[begin MATERIAL SHOWN]

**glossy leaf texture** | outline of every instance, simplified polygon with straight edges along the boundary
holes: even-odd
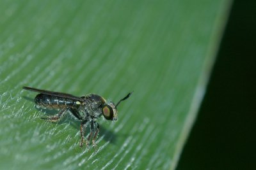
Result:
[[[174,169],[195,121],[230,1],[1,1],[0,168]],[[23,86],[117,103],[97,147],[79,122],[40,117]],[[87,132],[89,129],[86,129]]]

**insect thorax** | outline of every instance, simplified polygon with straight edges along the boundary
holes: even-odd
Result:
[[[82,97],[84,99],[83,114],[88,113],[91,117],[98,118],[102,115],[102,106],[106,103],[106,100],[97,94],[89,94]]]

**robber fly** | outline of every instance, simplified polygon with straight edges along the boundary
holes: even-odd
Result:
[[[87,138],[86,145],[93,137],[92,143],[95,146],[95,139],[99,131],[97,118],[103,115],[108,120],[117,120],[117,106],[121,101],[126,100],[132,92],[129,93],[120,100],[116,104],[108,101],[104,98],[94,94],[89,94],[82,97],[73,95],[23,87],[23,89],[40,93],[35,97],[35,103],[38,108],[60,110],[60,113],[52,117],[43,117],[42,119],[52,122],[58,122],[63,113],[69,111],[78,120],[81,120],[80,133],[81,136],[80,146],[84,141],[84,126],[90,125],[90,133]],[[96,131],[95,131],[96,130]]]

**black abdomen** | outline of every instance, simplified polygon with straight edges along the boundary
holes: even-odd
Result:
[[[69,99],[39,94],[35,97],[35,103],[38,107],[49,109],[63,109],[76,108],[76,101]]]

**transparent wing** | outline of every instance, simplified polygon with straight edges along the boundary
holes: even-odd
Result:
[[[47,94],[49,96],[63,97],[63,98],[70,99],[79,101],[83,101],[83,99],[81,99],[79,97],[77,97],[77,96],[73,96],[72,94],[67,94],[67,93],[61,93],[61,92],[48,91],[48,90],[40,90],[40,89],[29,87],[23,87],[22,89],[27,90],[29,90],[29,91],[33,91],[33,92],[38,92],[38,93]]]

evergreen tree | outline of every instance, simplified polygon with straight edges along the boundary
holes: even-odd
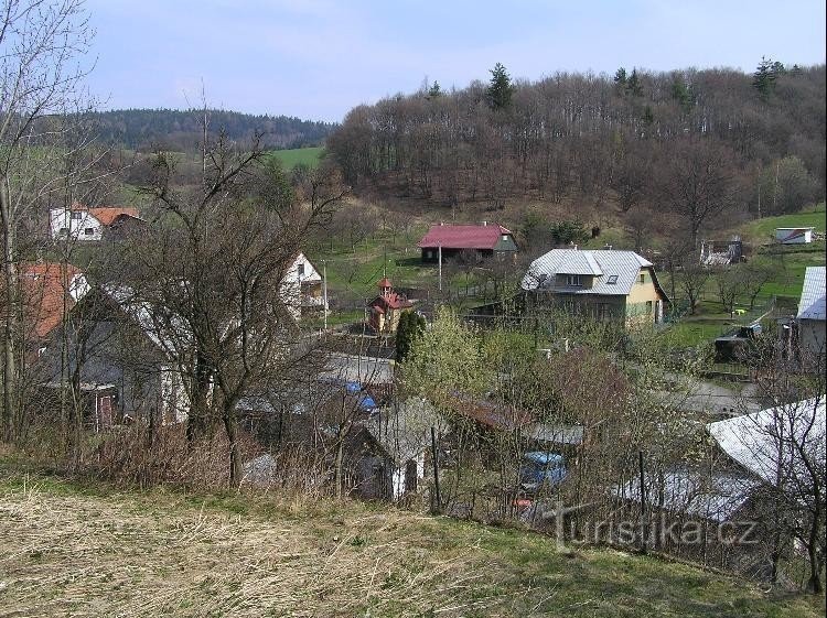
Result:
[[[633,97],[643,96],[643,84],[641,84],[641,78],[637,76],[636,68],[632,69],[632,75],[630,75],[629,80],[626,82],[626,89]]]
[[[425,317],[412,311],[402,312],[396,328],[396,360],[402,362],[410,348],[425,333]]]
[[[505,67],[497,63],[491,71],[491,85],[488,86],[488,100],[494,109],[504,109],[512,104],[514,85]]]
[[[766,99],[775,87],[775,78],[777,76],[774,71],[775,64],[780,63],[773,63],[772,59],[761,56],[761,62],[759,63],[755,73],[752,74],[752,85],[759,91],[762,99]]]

[end MATERIAL SHOWN]

**GIVEN INSTRUCTION**
Copy the material again from the line containing "evergreen tree |" through the end of the material, with 119 added to every coordinate in the answer outlines. Leave the pictures out.

**CORRECT RESPONSE**
evergreen tree | outline of every instance, simplified polygon with straight edges along the boundary
holes: even-odd
Result:
[[[752,216],[762,215],[762,203],[760,203],[760,197],[756,195],[755,187],[751,188],[751,194],[749,194],[748,199],[745,201],[745,208]]]
[[[544,436],[531,430],[521,431],[515,447],[515,479],[521,481],[529,467],[544,452]]]
[[[624,186],[616,182],[610,190],[610,204],[607,205],[607,219],[613,228],[623,228],[631,223],[633,204]]]
[[[885,218],[894,206],[894,197],[896,195],[893,190],[894,183],[899,182],[892,182],[891,178],[880,175],[880,181],[878,182],[874,192],[871,193],[871,204],[878,210],[881,218]]]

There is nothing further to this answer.